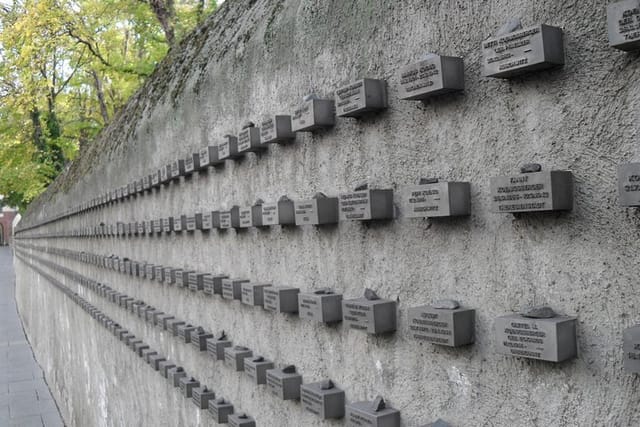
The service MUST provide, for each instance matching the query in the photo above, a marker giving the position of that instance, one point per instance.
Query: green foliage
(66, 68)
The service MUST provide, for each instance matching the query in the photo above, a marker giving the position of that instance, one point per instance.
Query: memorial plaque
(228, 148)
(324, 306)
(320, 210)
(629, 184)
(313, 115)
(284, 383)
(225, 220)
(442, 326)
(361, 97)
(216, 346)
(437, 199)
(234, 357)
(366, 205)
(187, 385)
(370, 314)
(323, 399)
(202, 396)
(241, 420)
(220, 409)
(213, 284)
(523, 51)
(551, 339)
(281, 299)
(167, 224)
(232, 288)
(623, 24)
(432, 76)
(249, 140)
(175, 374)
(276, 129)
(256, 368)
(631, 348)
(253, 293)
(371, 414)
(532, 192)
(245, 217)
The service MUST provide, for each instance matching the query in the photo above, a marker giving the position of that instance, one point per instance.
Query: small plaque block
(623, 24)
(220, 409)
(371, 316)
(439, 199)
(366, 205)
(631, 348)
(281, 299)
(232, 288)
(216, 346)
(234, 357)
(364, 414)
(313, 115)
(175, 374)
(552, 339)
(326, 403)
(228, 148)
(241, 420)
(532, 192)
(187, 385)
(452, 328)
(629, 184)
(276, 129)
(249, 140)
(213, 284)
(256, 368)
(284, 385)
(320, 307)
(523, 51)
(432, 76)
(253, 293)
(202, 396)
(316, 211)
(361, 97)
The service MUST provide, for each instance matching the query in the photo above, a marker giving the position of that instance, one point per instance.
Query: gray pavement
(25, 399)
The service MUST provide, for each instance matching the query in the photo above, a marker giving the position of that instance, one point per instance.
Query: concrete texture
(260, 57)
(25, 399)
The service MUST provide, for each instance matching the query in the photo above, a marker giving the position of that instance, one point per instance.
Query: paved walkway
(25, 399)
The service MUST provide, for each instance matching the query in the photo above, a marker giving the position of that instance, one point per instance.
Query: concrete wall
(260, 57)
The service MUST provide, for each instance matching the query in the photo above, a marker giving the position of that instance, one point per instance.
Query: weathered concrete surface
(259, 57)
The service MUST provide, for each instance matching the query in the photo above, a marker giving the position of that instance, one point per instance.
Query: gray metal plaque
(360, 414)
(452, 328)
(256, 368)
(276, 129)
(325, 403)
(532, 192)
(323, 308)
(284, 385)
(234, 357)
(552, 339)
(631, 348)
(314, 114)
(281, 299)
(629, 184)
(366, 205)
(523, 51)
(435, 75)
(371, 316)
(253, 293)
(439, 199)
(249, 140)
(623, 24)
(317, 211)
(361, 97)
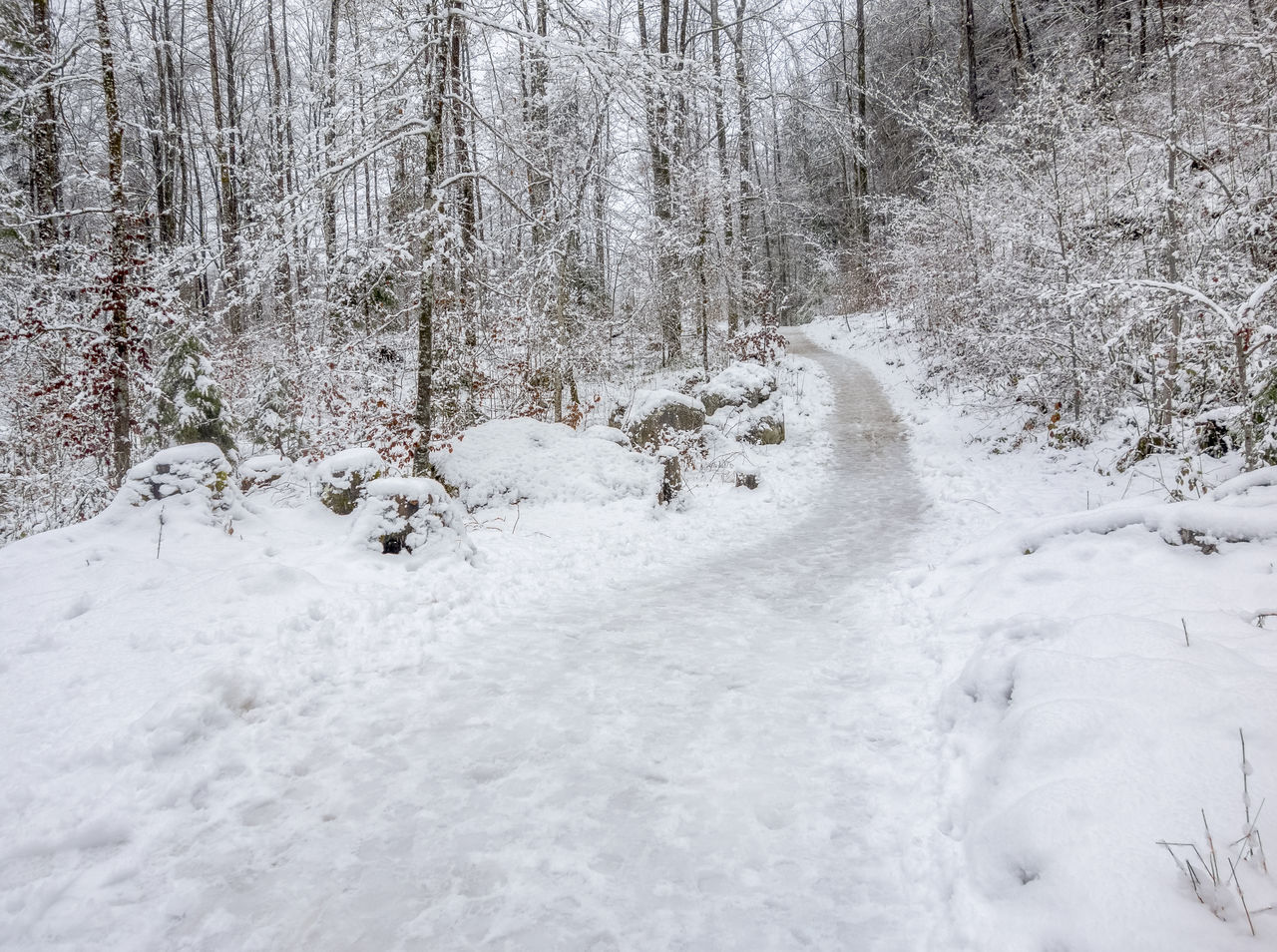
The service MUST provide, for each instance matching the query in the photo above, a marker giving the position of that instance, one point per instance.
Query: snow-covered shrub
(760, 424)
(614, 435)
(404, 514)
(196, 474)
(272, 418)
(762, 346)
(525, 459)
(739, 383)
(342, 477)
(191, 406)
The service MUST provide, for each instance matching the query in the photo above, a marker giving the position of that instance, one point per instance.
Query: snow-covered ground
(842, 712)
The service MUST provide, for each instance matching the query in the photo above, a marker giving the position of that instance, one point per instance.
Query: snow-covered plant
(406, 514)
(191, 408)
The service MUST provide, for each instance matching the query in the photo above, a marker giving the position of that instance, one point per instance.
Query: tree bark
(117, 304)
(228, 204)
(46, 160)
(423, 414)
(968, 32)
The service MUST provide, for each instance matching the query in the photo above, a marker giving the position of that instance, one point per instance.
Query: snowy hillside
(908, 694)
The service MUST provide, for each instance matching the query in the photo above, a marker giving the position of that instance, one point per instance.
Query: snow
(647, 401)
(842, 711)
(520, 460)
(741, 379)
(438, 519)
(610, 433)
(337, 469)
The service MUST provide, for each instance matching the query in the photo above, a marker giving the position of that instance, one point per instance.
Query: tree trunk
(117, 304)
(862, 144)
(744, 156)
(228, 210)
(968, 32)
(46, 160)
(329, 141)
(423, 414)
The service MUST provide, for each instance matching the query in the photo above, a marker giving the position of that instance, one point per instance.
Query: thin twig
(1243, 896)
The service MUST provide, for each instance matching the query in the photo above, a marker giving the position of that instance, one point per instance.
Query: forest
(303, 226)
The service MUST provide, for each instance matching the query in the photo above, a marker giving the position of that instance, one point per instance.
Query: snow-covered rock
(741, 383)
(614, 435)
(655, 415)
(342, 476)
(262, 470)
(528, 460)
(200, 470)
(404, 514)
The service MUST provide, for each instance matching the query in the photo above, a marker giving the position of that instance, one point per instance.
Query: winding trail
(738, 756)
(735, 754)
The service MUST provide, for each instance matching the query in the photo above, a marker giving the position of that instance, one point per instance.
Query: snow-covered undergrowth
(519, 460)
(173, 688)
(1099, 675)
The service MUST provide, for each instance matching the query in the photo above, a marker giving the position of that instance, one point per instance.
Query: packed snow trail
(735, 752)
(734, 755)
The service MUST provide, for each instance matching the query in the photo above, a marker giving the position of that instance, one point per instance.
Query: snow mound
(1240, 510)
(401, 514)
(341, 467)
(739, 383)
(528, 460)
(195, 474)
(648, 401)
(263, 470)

THE TASK: Reproduce each line of the records exactly, and omit every picture.

ANSWER BELOW:
The service MUST provide, for each instance matching the query in the photo above, a marker giving the position of that instance, one point per instance.
Query: green foliage
(66, 68)
The service MUST provide, for each instance matching the query in the photo above, a marker giving the position of that instance, one point per instance.
Query: memorial plaque
(228, 148)
(324, 306)
(320, 210)
(629, 184)
(313, 115)
(284, 383)
(225, 220)
(442, 326)
(361, 97)
(216, 346)
(437, 199)
(234, 357)
(366, 205)
(187, 385)
(370, 314)
(323, 399)
(202, 396)
(241, 420)
(220, 409)
(213, 284)
(523, 51)
(551, 339)
(281, 299)
(167, 224)
(232, 288)
(623, 24)
(432, 76)
(249, 140)
(175, 374)
(276, 129)
(256, 368)
(631, 348)
(253, 293)
(371, 414)
(532, 192)
(245, 217)
The service MUST provide, for each instance matching the query in the photo above, a marker giving the position of that instance, one point per instance.
Query: small plaque block
(623, 24)
(220, 409)
(371, 316)
(439, 199)
(366, 205)
(631, 348)
(281, 299)
(232, 288)
(216, 346)
(234, 357)
(364, 414)
(313, 115)
(175, 374)
(552, 339)
(326, 403)
(228, 148)
(241, 420)
(532, 192)
(187, 385)
(452, 328)
(629, 184)
(276, 129)
(249, 140)
(213, 284)
(256, 368)
(284, 385)
(320, 307)
(523, 51)
(432, 76)
(253, 293)
(202, 396)
(316, 211)
(361, 97)
The service MUST provide, for each instance matching the query in the photo above, a marker giving the position of that instance, one point per instance.
Query: gray pavement
(25, 399)
The service MUST provide, for each instance matching the query in the photo above, a marker giving the position of that instance, one point per instance.
Query: concrete texture
(260, 57)
(25, 399)
The service MUST provide, for each instance matching the query in the photo above, a marker giving the position of that instance, one point per instance.
Query: paved walkway
(25, 399)
The service MUST provide, for each instance matching the query in the photo above, a marker giving the position of that instance, one point per instance.
Query: concrete wall
(260, 57)
The service MUST provide, for each instance matching the query in the photo above, a marker giving the position of that instance, one point per instance.
Query: weathered concrete surface
(259, 57)
The service MUST provide, for each instance matching the query in the photo above, a marker giving the position of that instance, one point per instance.
Query: gray metal plaque
(360, 414)
(452, 328)
(256, 368)
(276, 129)
(325, 403)
(532, 192)
(323, 308)
(284, 385)
(234, 357)
(552, 339)
(631, 348)
(314, 114)
(281, 299)
(629, 184)
(366, 205)
(523, 51)
(435, 75)
(371, 316)
(253, 293)
(439, 199)
(249, 140)
(623, 24)
(317, 211)
(361, 97)
The service MUST provide, for each instance matching the query in the photo above, a marker giving the position of that instance, one point per instance.
Query: snow-covered shrub
(760, 424)
(614, 435)
(404, 514)
(196, 474)
(272, 418)
(762, 346)
(525, 459)
(739, 383)
(342, 477)
(191, 406)
The service MUST provide, for each instance matching the query in the photo above, a marker giving the position of that instance, one point per instance.
Query: snow-covered ground
(842, 712)
The service MUST provide, for each instance matching the query in the photo above, a marker giving the position of that instance, one point per instance.
Query: snow-covered plant
(406, 514)
(191, 408)
The service MUST provide, for each instance matching the query in the photo above, a marker giving the position of that instance, one point per instance.
Query: tree bark
(117, 304)
(228, 204)
(46, 160)
(423, 414)
(968, 32)
The service MUST provide, for each instance matching the query in the photo above, a marker giving the position of that instance, one point per instance.
Query: snowy hillside
(908, 694)
The service MUST provide, for each instance matching the query in the photo above, a marker giving the position of that instance, one point per instance.
Query: snow
(647, 401)
(842, 711)
(520, 460)
(741, 379)
(438, 519)
(610, 433)
(337, 469)
The service MUST provide, for each instance matching the query in the photo above, a marker giving the position of that instance, one point per instance.
Query: tree trunk
(117, 304)
(862, 144)
(744, 156)
(228, 210)
(968, 32)
(46, 160)
(329, 141)
(423, 414)
The service MUST provide, for each instance matching the query in the photo above, a marker giving the position of that instance, one point per instance.
Query: thin twig
(1243, 896)
The service MUST provide, for each instance matching the query in the photo above, a marker giving the position of that instance, one point per instance.
Query: forest
(303, 226)
The service MUST provide, for each instance matching the query in the photo above, a marker giving the position of that instance, one point per instance.
Query: snow-covered rock
(741, 383)
(614, 435)
(655, 415)
(342, 476)
(262, 470)
(528, 460)
(200, 470)
(404, 514)
The service MUST provide, for each instance matching the query in the photo above, a marker giving the position of that instance, one point per instance.
Query: winding trail
(738, 756)
(735, 754)
The service MUST provide, for each instance matching the query in the photo above, a marker giving the position of that instance, one point per instance.
Query: snow-covered undergrowth
(519, 460)
(173, 688)
(1099, 675)
The service MUST provide, for each instance matching the query in the photo above, a marker giving the position of that instance, one point per instance.
Query: packed snow trail
(735, 752)
(734, 755)
The service MUST provide, for each instance matching the query in the photo above, a marker giving the position of that instance, one point per instance.
Query: snow mound
(1240, 510)
(401, 514)
(341, 467)
(739, 383)
(528, 460)
(195, 474)
(648, 401)
(263, 470)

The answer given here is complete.